** begin Passage shown **
Beacon placed adjacent to bomas, disproving government claims the demarcated land is not near occupied villages.
In the past two weeks, the Tanzanian government has escalated its campaign against the Maasai living within the Loliondo division of Ngorongoro district. Arbitrary arrests have continued — on June 29, 2022 ten people from Ndinyika, Malambo and seven more in Serng’etuny, Piyaya were arrested. 30 people were arrested in Njoroi and 11 arrested in Oloika sub-village under the pretense of being “illegal Kenyan immigrants” on July 2, 2022. Later that day, six seasonal bomas were burned to the ground in the Oldoinyorok area of Arash. On July 6, six more people — including a primary school teacher — were arrested in Olosirwa.
In addition to these widespread arrests, Tanzanian security forces have seized cattle en masse from the Maasai. Approximately 477 cows and 650 sheep were seized in Ololosokwan on July 2, 2022 and just two days later, more cattle and sheep from over five bomas in Ildupa sub-village of Ormanie were taken. To reclaim their animals, Maasai are reportedly being extorted for 100,000 TShs per cow [~US$42] and 25,000 TShs [~$US11] per sheep, a price too high for most to pay.
“The recent arrests and cattle seizures demonstrate that despite widespread international condemnation, the government of President Samia Suluhu Hassan is moving forward with the disastrous and illegal plan of removing Maasai from their ancestral land,” said Anuradha Mittal, Executive Director of the Oakland Institute.
This repression follows the violence that erupted on June 8, 2022 after the Tanzanian government initiated the demarcation of 1,500 km2 of land it intends to turn into a game reserve for trophy hunting by the United Arab Emirates (UAE)-based Otterlo Business Company (OBC). In response, communities gathered to protest the demarcation. Security forces violently retaliated, severely wounding 18 men and 13 women. One elderly man was reportedly killed after being struck by a security forces vehicle. Thousands reportedly fled to Kenya for their safety and one injured elderly Maasai man who was injured remains missing.
An arrow allegedly killed one police officer during the demarcation violence and over 20 people — including ten ward councilors — have been arraigned before the Resident Magistrate’s Court of Arusha and charged with the murder of the policeman. Simon Saitoti — councilor for the Ngorongoro ward – was the latest to be arrested on July 1, 2022 after visiting those already detained.
** end Passage shown **
Problem A.
In the report on Loliondo, what price per cow are Maasai reportedly being charged to get their seized animals back?
** begin Records **
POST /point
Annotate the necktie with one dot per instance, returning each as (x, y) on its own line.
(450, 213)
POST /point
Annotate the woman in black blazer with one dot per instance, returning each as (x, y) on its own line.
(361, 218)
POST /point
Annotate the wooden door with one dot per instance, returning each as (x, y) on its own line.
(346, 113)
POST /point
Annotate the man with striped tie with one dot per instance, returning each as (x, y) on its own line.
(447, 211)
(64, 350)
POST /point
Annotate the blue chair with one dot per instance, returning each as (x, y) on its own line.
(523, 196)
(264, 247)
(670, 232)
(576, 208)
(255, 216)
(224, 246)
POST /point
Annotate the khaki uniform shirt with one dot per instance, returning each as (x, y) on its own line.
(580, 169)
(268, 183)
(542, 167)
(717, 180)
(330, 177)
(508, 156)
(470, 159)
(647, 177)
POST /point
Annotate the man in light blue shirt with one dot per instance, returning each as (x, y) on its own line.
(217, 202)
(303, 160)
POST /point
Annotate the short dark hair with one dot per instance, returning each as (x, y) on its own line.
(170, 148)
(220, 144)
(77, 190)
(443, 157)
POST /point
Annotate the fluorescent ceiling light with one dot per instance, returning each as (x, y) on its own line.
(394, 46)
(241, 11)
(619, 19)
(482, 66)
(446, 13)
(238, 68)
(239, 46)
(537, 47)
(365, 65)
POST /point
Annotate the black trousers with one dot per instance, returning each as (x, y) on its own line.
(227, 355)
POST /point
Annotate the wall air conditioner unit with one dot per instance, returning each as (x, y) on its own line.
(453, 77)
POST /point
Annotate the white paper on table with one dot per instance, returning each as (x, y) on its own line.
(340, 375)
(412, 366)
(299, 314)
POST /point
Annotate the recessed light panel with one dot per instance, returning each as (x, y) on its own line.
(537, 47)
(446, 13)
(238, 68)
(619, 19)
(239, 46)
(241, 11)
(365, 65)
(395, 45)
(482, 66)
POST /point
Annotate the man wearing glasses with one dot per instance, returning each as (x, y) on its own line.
** end Records **
Problem B.
Find every line in the entries that contains the word "blue".

Task solution A.
100,000 TShs per cow, about US$42.

Task solution B.
Annotate the blue chair with one dot per instance, returning each as (x, y) on its own line.
Annotate the man in light blue shirt with one dot per instance, returning each as (x, y) on its own line.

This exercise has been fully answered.